>>>>>

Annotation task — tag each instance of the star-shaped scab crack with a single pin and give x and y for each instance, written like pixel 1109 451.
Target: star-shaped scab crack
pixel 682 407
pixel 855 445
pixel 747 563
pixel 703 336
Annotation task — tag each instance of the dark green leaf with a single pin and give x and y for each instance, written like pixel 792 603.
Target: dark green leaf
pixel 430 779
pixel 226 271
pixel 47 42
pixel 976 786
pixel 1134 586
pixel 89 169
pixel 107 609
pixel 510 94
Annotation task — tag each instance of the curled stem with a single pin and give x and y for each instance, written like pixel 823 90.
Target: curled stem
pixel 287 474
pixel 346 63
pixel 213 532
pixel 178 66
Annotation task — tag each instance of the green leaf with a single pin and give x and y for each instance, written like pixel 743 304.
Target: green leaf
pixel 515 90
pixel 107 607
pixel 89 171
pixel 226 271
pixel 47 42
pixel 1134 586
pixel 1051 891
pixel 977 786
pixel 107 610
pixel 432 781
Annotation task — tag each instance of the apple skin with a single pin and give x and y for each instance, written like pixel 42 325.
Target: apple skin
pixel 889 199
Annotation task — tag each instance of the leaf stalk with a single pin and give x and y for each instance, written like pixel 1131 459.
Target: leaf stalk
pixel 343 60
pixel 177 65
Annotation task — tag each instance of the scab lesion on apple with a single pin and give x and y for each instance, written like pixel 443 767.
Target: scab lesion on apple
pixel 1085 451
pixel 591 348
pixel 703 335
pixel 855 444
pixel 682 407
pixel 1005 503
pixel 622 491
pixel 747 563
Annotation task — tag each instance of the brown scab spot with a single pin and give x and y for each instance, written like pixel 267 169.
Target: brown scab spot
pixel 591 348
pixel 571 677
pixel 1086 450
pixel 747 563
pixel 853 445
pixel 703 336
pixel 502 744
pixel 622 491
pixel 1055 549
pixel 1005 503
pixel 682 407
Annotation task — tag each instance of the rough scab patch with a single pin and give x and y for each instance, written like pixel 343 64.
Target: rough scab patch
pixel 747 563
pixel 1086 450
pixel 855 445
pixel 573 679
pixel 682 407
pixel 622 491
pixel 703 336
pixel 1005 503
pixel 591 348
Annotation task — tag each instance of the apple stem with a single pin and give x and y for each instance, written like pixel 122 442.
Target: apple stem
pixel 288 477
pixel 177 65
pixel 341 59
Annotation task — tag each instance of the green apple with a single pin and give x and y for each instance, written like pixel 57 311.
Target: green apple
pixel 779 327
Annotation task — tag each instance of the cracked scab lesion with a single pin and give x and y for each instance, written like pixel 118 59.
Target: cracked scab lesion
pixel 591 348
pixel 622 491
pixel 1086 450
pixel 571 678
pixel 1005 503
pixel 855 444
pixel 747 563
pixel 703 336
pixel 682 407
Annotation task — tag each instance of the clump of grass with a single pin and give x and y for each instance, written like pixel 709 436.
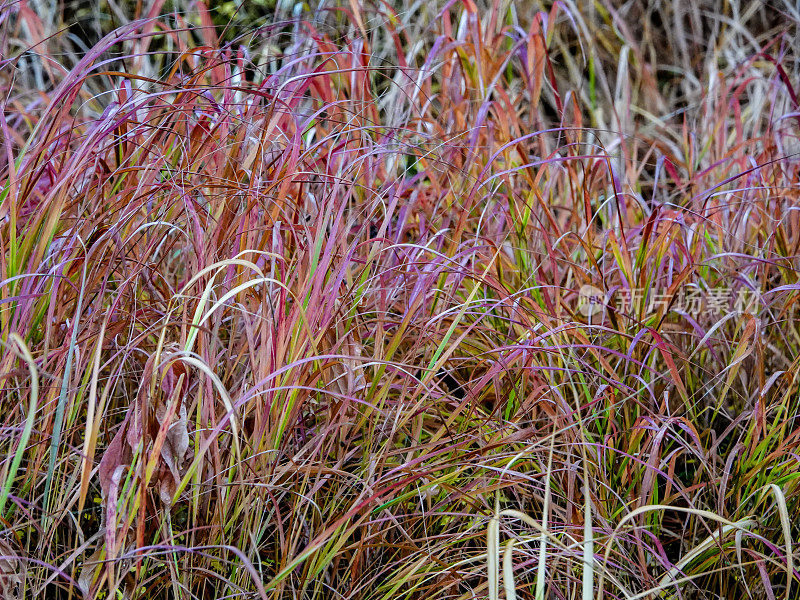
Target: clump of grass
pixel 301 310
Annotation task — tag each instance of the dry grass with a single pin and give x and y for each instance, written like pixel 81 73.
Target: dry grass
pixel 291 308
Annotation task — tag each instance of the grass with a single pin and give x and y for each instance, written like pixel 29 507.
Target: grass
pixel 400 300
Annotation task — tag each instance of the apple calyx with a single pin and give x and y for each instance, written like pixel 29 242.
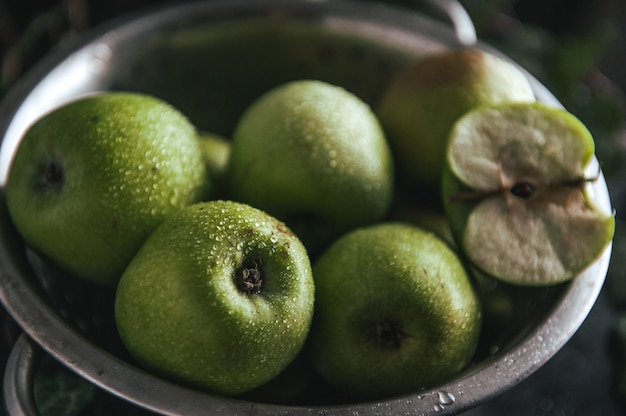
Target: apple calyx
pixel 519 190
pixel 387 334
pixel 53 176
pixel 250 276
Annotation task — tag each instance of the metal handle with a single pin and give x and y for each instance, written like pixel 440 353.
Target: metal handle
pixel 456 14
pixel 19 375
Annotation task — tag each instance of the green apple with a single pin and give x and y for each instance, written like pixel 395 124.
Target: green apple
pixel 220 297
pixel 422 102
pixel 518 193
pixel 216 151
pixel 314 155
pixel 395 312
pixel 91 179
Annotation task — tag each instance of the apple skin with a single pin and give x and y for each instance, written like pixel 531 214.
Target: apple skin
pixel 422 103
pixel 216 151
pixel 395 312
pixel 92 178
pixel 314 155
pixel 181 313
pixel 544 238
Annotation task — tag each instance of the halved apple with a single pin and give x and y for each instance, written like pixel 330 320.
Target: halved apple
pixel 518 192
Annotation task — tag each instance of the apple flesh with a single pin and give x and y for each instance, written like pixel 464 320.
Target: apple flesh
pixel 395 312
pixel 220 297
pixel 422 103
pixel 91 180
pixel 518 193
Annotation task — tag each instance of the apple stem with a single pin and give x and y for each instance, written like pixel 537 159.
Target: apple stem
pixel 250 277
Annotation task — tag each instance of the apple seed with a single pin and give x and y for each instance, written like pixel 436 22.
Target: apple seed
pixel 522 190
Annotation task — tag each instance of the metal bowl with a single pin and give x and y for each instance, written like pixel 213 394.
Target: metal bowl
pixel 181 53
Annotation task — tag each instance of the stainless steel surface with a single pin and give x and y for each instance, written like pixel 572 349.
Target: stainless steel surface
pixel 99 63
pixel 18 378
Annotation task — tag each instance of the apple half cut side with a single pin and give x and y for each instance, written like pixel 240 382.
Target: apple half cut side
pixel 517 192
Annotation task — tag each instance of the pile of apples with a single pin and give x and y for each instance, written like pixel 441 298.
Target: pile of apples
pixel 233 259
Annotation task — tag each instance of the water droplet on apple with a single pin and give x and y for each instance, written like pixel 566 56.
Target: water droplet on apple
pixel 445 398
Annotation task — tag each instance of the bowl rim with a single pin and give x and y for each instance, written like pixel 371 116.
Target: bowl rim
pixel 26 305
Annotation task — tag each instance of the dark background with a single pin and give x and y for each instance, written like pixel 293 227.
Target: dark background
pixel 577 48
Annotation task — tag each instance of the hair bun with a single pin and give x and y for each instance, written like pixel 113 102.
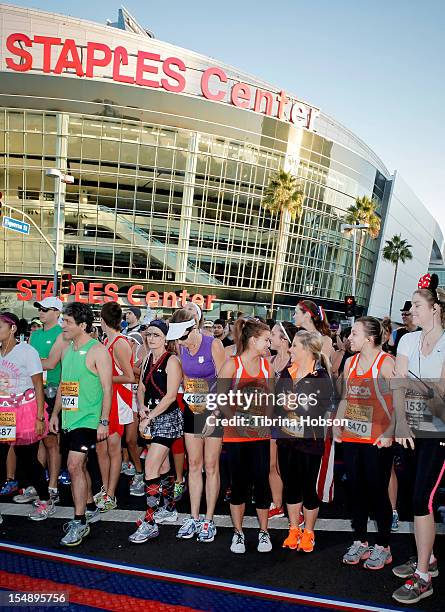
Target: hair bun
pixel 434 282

<<<<<
>>>>>

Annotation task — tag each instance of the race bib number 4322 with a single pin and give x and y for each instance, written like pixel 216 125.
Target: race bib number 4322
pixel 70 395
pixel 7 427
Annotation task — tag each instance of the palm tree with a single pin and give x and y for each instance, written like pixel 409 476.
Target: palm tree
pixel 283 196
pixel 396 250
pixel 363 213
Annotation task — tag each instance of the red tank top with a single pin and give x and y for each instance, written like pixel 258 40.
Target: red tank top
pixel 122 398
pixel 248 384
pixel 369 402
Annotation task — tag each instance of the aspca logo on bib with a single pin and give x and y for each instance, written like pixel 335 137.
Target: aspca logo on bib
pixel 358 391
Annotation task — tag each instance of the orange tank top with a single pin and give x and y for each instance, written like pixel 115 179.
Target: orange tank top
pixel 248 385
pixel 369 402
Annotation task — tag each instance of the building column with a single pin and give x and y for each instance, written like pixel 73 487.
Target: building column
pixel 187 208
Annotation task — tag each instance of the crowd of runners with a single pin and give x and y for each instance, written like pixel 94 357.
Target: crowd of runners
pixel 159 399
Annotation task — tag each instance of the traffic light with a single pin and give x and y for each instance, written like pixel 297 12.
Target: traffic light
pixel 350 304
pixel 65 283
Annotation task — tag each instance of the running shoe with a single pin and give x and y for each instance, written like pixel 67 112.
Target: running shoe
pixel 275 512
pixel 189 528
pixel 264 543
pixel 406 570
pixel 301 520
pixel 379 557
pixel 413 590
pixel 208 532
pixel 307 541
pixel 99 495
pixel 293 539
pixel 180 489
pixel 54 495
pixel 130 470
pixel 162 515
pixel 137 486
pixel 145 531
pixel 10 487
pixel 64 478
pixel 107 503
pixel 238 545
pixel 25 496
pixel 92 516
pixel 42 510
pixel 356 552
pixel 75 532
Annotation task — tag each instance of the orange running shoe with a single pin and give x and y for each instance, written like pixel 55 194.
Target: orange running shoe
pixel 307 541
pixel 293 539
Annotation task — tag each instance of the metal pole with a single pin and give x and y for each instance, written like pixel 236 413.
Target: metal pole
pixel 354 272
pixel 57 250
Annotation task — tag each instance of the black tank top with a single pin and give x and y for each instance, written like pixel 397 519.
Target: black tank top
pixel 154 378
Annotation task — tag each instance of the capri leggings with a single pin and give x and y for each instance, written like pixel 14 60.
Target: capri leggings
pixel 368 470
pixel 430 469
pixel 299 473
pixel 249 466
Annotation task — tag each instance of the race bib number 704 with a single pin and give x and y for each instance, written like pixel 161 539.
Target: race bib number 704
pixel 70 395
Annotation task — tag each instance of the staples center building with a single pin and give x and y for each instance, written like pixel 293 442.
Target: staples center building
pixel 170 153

<<<<<
>>>>>

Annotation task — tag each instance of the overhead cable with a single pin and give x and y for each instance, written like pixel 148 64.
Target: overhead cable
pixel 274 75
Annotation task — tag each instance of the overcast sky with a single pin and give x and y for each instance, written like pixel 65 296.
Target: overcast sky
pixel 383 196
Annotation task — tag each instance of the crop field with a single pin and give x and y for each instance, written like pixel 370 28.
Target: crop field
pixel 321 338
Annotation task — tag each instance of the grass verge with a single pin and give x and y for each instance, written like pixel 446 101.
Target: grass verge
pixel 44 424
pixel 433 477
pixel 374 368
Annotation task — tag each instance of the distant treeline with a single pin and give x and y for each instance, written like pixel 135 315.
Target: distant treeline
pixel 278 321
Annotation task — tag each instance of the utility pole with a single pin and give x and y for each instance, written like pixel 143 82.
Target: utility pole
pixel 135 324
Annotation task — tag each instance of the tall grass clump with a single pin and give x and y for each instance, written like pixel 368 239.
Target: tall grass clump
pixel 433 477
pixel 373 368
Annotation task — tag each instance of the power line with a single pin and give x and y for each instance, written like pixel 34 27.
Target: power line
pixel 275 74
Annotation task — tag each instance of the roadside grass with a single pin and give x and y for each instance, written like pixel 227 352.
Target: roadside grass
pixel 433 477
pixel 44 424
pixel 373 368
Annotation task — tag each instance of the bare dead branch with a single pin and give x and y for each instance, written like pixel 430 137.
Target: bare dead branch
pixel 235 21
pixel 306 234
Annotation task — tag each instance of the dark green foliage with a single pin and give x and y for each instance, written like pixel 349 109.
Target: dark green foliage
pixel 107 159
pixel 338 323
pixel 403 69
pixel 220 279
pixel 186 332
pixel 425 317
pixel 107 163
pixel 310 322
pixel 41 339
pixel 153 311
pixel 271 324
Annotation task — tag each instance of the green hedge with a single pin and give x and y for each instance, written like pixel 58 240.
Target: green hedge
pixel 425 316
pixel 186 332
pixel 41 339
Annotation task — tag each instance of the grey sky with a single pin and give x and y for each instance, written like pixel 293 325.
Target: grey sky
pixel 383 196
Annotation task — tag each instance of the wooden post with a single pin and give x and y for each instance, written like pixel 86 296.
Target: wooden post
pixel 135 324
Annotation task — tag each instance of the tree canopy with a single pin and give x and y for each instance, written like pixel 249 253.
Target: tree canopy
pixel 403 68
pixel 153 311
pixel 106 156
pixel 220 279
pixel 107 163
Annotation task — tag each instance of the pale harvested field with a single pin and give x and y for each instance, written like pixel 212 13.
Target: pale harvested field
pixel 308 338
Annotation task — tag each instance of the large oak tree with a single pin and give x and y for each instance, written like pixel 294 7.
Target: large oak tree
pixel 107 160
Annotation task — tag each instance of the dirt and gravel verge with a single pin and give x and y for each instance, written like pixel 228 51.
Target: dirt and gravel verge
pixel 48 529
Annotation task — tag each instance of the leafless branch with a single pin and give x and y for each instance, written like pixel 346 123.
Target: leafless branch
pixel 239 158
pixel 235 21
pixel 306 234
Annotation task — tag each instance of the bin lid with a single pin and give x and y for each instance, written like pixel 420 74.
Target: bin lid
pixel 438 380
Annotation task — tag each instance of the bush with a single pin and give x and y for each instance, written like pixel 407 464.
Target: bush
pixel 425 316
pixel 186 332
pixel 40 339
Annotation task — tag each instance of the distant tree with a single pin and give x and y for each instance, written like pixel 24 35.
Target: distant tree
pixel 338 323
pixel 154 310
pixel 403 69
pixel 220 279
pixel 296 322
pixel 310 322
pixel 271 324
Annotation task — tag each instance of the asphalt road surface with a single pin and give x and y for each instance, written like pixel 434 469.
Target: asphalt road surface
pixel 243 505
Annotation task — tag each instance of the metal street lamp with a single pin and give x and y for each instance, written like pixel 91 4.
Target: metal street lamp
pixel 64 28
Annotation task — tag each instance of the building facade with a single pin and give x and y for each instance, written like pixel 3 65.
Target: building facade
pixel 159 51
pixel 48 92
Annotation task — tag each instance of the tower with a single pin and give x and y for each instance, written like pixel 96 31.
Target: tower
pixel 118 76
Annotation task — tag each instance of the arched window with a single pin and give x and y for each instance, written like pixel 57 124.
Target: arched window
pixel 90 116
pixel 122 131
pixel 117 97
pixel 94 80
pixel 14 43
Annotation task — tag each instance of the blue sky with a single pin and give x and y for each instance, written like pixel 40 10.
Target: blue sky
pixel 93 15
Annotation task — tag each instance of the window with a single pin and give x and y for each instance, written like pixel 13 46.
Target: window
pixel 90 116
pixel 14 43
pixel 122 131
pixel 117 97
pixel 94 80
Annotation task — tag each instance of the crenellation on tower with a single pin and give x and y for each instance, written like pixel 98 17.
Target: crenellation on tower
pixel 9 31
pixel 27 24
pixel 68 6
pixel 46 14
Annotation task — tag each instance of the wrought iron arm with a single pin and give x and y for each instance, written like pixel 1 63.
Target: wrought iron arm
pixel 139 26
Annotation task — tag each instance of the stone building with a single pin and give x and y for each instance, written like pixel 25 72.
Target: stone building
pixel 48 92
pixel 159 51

<<<<<

Copy the records above word for word, from the line with "Annotation task — tag each instance of the grey" to the line with "pixel 107 160", including both of those lines.

# Task response:
Annotation task — tag each instance of the grey sky with a single pin and give x and y for each instance, written like pixel 293 325.
Target: grey sky
pixel 383 196
Annotation task — tag each instance of the wooden post with a single pin and give x and y for each instance, written like pixel 86 296.
Target: wooden post
pixel 135 324
Annotation task — tag each instance of the tree canopy with a single pin and give x and y for each instance, written like pixel 249 253.
Target: tree canopy
pixel 403 68
pixel 153 311
pixel 106 156
pixel 220 279
pixel 107 163
Annotation task — tag each instance of the pale harvested field with a single pin and give x and y for each instance, written like pixel 212 13.
Target: pale harvested field
pixel 308 338
Annotation task — tag each instance of the large oak tree with a single pin and give x and y for each instance, written like pixel 294 7.
Target: large oak tree
pixel 107 160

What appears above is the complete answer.